▸ CHALLENGE: Starting at the beginning of the material and ending with the line that contains "(1308, 419)", write out every line again, requests included. Raise each coordinate in the answers by 95.
>> Start
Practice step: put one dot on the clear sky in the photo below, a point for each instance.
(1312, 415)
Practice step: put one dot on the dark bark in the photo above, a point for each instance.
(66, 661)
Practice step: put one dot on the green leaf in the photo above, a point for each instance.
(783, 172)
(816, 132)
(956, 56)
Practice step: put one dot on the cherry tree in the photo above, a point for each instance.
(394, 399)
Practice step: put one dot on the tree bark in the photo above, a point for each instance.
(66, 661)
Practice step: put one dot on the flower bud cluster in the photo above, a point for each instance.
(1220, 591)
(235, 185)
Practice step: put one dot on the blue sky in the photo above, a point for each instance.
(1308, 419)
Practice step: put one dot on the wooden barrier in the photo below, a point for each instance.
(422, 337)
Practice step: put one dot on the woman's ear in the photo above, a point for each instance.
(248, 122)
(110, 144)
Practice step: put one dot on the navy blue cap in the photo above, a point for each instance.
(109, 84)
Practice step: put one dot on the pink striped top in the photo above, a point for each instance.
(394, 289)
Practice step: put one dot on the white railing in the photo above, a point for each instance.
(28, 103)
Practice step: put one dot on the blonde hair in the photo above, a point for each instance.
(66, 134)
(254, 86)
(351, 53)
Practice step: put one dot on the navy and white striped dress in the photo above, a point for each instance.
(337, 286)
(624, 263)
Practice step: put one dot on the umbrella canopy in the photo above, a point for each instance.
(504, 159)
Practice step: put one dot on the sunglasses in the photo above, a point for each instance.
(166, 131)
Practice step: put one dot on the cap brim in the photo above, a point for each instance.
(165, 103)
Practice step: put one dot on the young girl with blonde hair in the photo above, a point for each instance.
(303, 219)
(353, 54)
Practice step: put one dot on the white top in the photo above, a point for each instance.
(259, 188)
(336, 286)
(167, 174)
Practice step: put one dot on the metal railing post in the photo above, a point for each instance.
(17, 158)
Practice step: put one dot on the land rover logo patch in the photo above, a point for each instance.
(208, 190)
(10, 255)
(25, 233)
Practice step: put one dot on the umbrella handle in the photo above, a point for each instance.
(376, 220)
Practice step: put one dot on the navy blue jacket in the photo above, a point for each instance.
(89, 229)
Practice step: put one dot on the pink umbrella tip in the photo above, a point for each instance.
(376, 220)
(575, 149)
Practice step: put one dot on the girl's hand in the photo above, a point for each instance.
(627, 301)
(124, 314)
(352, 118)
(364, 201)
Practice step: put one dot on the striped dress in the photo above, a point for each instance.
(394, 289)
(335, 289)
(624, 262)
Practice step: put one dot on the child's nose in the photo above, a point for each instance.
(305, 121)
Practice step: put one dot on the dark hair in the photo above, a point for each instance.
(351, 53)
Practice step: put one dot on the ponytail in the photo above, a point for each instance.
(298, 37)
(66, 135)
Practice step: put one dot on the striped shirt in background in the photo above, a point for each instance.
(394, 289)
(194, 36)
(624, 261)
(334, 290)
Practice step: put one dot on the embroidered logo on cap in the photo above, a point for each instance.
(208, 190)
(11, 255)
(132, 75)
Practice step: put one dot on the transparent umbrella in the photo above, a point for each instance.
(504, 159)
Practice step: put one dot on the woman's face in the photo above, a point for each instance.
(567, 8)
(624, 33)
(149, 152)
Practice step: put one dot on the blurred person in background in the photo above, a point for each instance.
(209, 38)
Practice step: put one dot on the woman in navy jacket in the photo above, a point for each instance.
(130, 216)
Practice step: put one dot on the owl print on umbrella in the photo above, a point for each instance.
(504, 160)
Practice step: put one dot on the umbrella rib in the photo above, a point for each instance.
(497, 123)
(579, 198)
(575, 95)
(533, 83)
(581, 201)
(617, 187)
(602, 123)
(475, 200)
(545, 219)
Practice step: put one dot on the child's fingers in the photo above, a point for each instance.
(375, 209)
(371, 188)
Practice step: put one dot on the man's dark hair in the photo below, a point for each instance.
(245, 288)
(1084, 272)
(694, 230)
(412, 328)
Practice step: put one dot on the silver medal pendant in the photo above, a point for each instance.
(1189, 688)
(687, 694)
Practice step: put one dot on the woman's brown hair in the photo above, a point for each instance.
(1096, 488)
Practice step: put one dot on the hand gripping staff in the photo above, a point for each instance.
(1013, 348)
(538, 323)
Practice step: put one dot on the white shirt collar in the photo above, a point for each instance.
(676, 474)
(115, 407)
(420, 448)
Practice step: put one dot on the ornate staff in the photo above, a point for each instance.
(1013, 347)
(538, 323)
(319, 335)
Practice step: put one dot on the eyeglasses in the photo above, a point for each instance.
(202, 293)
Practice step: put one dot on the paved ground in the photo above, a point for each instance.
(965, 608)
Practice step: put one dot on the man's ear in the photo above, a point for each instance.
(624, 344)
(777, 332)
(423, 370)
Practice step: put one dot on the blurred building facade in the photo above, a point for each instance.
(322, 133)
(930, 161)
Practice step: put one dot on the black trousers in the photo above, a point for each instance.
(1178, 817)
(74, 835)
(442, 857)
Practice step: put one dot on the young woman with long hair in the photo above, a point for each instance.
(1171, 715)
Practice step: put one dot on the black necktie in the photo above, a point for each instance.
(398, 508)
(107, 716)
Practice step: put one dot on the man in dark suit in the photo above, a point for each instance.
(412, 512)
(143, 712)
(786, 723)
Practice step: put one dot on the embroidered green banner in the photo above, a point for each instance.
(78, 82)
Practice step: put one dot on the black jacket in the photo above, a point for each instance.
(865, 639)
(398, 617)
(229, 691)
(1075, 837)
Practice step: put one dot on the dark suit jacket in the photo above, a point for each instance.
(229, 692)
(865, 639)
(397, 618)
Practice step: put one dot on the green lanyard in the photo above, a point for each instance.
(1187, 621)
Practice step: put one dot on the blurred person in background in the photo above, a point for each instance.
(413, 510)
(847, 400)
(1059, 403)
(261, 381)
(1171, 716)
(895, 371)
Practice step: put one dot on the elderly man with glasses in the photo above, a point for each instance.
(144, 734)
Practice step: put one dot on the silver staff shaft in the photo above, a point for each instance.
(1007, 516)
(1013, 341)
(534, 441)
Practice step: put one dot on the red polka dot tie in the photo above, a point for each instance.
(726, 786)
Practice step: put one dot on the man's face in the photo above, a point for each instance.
>> End
▸ FINAL RESULT:
Practice step: put one dot on the clear sky in the photo below, a point for each instance.
(1407, 510)
Practice step: put one dot on the dark bark in the photo above, a point for each instance.
(161, 756)
Practice step: put one dot on the green leaf in the photo above, a point for each instance.
(878, 267)
(911, 227)
(1051, 151)
Practice step: put one dot on the cherry tree in the photo above, a point for each instance.
(489, 494)
Practice step: put one dot on the tree bark in the photo above, a point for each instance.
(161, 756)
Practice step: put one dot on the flower bud cluster in the photo above, a point for each instance.
(1315, 686)
(330, 280)
Practice step: put one dot on the blue sky in the photo above, a point for each instance.
(1403, 514)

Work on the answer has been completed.